Start of MATERIALS PROVIDED

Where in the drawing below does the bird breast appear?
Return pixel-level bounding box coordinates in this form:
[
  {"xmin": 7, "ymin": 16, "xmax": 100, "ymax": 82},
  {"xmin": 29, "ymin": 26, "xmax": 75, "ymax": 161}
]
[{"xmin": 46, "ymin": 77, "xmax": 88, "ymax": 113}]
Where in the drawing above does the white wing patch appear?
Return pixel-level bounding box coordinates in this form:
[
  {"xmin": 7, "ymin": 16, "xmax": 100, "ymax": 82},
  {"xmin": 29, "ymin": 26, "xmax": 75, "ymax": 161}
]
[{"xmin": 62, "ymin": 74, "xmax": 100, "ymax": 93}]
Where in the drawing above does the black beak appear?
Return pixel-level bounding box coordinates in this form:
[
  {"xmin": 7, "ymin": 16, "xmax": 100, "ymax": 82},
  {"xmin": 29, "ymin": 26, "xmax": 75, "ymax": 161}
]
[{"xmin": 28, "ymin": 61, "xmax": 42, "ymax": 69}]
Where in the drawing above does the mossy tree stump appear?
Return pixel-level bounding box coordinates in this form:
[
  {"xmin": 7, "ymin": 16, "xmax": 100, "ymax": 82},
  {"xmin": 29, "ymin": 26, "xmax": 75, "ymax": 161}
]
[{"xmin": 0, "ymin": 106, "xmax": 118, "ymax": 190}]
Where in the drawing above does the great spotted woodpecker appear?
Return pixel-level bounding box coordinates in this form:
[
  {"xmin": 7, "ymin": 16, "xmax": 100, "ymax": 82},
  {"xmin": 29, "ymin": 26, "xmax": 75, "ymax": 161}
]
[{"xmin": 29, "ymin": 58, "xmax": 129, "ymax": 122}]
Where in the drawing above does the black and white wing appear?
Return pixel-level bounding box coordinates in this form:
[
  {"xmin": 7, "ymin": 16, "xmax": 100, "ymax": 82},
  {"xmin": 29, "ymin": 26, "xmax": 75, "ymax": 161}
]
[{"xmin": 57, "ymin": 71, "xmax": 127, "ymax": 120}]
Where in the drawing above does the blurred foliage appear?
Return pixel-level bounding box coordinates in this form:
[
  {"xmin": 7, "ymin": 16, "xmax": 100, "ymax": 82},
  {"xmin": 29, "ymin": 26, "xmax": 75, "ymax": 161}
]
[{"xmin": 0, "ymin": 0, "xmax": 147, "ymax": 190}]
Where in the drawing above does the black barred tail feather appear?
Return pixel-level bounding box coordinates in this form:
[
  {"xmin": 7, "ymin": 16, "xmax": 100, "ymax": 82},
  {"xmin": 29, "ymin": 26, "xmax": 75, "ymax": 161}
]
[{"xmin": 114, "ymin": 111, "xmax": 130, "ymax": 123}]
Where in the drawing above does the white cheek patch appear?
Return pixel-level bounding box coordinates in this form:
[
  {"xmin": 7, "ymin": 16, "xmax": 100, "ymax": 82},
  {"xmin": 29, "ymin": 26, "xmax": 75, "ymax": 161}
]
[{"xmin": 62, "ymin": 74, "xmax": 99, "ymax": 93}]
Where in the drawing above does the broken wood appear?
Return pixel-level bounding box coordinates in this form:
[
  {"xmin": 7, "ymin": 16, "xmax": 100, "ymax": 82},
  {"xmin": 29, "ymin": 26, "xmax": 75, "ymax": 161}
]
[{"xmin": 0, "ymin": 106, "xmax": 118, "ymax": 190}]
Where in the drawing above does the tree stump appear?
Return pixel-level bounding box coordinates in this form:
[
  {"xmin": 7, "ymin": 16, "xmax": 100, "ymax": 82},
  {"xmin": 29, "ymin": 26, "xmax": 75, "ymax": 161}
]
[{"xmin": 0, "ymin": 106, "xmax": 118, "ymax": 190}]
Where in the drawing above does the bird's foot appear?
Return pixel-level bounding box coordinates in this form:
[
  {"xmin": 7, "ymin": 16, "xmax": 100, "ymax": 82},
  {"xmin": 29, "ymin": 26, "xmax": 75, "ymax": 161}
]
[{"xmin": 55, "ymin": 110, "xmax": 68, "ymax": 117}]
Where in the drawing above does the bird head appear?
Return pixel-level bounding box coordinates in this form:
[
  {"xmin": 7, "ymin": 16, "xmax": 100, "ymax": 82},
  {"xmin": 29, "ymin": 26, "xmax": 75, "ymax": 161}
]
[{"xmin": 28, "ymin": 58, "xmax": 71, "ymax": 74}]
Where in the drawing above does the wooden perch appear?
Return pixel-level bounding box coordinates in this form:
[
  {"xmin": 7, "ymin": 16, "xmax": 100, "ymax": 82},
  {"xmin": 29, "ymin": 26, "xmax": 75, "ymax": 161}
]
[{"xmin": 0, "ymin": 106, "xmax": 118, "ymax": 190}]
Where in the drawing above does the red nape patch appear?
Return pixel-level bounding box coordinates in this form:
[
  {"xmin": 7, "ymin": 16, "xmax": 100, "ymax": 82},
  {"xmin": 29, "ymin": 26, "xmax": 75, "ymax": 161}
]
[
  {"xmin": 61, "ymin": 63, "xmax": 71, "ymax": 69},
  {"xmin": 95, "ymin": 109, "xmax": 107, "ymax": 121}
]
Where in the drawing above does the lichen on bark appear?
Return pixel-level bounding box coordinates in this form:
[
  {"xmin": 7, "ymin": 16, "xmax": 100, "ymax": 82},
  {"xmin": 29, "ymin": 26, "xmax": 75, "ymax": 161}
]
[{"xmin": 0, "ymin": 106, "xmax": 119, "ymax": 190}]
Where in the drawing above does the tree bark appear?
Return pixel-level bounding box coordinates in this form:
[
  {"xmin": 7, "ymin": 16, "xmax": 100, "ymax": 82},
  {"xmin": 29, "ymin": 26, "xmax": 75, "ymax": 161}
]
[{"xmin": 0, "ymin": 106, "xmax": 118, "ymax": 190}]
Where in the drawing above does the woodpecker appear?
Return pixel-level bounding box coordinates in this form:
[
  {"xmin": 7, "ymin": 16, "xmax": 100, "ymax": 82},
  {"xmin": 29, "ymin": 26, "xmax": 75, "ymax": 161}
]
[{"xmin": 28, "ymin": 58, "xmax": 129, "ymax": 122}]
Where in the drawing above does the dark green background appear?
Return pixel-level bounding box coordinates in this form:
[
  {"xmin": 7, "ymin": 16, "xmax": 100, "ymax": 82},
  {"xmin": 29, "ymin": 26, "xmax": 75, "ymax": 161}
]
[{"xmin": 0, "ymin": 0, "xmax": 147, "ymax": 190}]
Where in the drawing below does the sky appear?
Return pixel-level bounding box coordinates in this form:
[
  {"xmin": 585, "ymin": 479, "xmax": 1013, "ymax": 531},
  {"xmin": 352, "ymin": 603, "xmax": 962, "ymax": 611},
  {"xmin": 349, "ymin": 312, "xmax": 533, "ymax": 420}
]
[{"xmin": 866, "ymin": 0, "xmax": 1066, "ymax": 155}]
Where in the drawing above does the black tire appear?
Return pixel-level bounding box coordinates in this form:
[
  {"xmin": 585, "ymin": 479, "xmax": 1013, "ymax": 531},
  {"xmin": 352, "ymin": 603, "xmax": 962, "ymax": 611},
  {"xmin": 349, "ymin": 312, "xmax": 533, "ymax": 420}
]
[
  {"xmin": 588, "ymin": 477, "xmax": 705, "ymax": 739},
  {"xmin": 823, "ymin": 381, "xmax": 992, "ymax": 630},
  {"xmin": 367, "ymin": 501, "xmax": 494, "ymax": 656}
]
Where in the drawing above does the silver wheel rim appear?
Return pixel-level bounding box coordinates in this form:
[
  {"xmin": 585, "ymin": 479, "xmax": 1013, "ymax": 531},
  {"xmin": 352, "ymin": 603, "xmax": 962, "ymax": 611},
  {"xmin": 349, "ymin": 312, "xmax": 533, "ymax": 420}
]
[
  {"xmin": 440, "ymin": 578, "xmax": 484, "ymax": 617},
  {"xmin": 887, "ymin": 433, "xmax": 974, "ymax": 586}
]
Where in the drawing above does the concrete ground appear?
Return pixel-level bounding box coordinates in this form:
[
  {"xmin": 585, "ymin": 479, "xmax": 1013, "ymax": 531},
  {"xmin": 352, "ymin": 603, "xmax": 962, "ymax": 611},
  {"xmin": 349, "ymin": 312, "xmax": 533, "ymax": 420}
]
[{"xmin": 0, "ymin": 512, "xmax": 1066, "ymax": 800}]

End of MATERIALS PROVIDED

REQUIRED TASK
Copy out the material word for word, beginning with the line that contains "Where in the drawing above does the dark" and continuing through its final line, with both of those lines included.

TASK SOLUTION
Where in the drawing above does the dark green background appear?
Return pixel-level bounding box coordinates in this form:
[
  {"xmin": 7, "ymin": 16, "xmax": 100, "ymax": 82},
  {"xmin": 29, "ymin": 26, "xmax": 75, "ymax": 161}
]
[{"xmin": 0, "ymin": 0, "xmax": 147, "ymax": 190}]
Where in the drawing below does the sky appear?
Return pixel-level bounding box coordinates in this form:
[
  {"xmin": 585, "ymin": 479, "xmax": 1013, "ymax": 531},
  {"xmin": 352, "ymin": 603, "xmax": 962, "ymax": 611},
  {"xmin": 349, "ymin": 312, "xmax": 533, "ymax": 420}
]
[{"xmin": 866, "ymin": 0, "xmax": 1066, "ymax": 155}]
Where in the drawing above does the black tire appear?
Return pixel-level bounding box coordinates in this form:
[
  {"xmin": 585, "ymin": 479, "xmax": 1013, "ymax": 531},
  {"xmin": 352, "ymin": 603, "xmax": 962, "ymax": 611},
  {"xmin": 349, "ymin": 312, "xmax": 533, "ymax": 420}
]
[
  {"xmin": 588, "ymin": 477, "xmax": 705, "ymax": 739},
  {"xmin": 823, "ymin": 381, "xmax": 992, "ymax": 630},
  {"xmin": 367, "ymin": 501, "xmax": 494, "ymax": 656}
]
Where in the drawing above does the silver wheel rim appear?
Return pixel-level bounding box coordinates in this form:
[
  {"xmin": 585, "ymin": 479, "xmax": 1013, "ymax": 531},
  {"xmin": 352, "ymin": 603, "xmax": 962, "ymax": 611},
  {"xmin": 349, "ymin": 312, "xmax": 533, "ymax": 420}
]
[
  {"xmin": 440, "ymin": 578, "xmax": 484, "ymax": 617},
  {"xmin": 887, "ymin": 433, "xmax": 974, "ymax": 586}
]
Where in the drawing above does the concrete ground appear?
Return pixel-level bounding box coordinates in this form:
[
  {"xmin": 585, "ymin": 479, "xmax": 1013, "ymax": 531},
  {"xmin": 352, "ymin": 603, "xmax": 962, "ymax": 611},
  {"xmin": 349, "ymin": 312, "xmax": 533, "ymax": 420}
]
[{"xmin": 0, "ymin": 512, "xmax": 1066, "ymax": 800}]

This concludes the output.